§ WHAT IS ASKED
Render every line of the rows below as a numbered list, leaving out any blank lines.

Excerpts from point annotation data
#####

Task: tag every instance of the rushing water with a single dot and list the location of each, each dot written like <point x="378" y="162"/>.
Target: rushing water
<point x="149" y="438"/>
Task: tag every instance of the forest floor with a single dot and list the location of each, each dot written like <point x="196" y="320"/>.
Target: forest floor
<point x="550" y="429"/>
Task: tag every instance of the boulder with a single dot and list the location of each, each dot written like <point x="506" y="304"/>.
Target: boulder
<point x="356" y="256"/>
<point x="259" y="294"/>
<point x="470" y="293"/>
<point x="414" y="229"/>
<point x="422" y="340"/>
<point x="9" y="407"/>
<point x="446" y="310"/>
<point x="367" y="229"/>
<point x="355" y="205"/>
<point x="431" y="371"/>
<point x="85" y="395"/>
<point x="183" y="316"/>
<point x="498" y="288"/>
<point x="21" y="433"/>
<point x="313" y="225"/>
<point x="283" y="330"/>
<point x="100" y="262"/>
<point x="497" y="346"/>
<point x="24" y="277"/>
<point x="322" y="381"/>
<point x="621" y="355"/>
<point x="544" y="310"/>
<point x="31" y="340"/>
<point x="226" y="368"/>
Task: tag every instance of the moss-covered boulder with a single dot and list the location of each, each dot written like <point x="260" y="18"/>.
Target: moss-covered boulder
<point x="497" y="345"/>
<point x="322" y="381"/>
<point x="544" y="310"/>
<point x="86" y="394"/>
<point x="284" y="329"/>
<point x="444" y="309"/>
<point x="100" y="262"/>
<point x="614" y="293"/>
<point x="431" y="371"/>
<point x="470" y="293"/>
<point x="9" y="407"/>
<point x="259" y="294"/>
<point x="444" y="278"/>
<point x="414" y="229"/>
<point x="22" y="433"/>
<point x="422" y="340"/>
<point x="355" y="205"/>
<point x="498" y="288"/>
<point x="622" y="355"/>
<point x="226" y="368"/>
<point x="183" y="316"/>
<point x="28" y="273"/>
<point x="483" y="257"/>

#####

§ SOLVED EXERCISE
1. Task: tag every instance of the rushing water with a single dot and list the location of each, each dot written like <point x="378" y="162"/>.
2. Target: rushing water
3. <point x="149" y="438"/>
4. Task: tag every instance of the forest floor with a single dot and list the location of each, each dot written like <point x="196" y="320"/>.
5. Target: forest floor
6. <point x="550" y="429"/>
7. Task: tag every instance of the boulder with a single dot and list the location of each, each dot written like <point x="506" y="304"/>.
8. Target: boulder
9. <point x="356" y="256"/>
10. <point x="259" y="294"/>
11. <point x="470" y="293"/>
12. <point x="414" y="229"/>
13. <point x="422" y="340"/>
14. <point x="9" y="407"/>
15. <point x="446" y="310"/>
16. <point x="367" y="229"/>
17. <point x="355" y="205"/>
18. <point x="431" y="371"/>
19. <point x="85" y="395"/>
20. <point x="183" y="316"/>
21. <point x="498" y="288"/>
22. <point x="21" y="433"/>
23. <point x="313" y="225"/>
24. <point x="283" y="330"/>
25. <point x="100" y="262"/>
26. <point x="497" y="346"/>
27. <point x="24" y="277"/>
28. <point x="322" y="381"/>
29. <point x="621" y="355"/>
30. <point x="544" y="310"/>
31. <point x="31" y="340"/>
32. <point x="226" y="368"/>
33. Task: tag every instance of the moss-covered boulder with a single dot and list the location of each, each dot written like <point x="260" y="18"/>.
34. Target: moss-covered boulder
35. <point x="497" y="345"/>
36. <point x="322" y="381"/>
37. <point x="544" y="310"/>
38. <point x="86" y="394"/>
39. <point x="284" y="329"/>
40. <point x="444" y="309"/>
41. <point x="100" y="262"/>
42. <point x="614" y="293"/>
43. <point x="431" y="371"/>
44. <point x="470" y="293"/>
45. <point x="9" y="407"/>
46. <point x="259" y="294"/>
47. <point x="444" y="278"/>
48. <point x="414" y="229"/>
49. <point x="22" y="433"/>
50. <point x="422" y="340"/>
51. <point x="355" y="205"/>
52. <point x="498" y="288"/>
53. <point x="622" y="355"/>
54. <point x="226" y="368"/>
55. <point x="183" y="316"/>
56. <point x="28" y="273"/>
57. <point x="483" y="257"/>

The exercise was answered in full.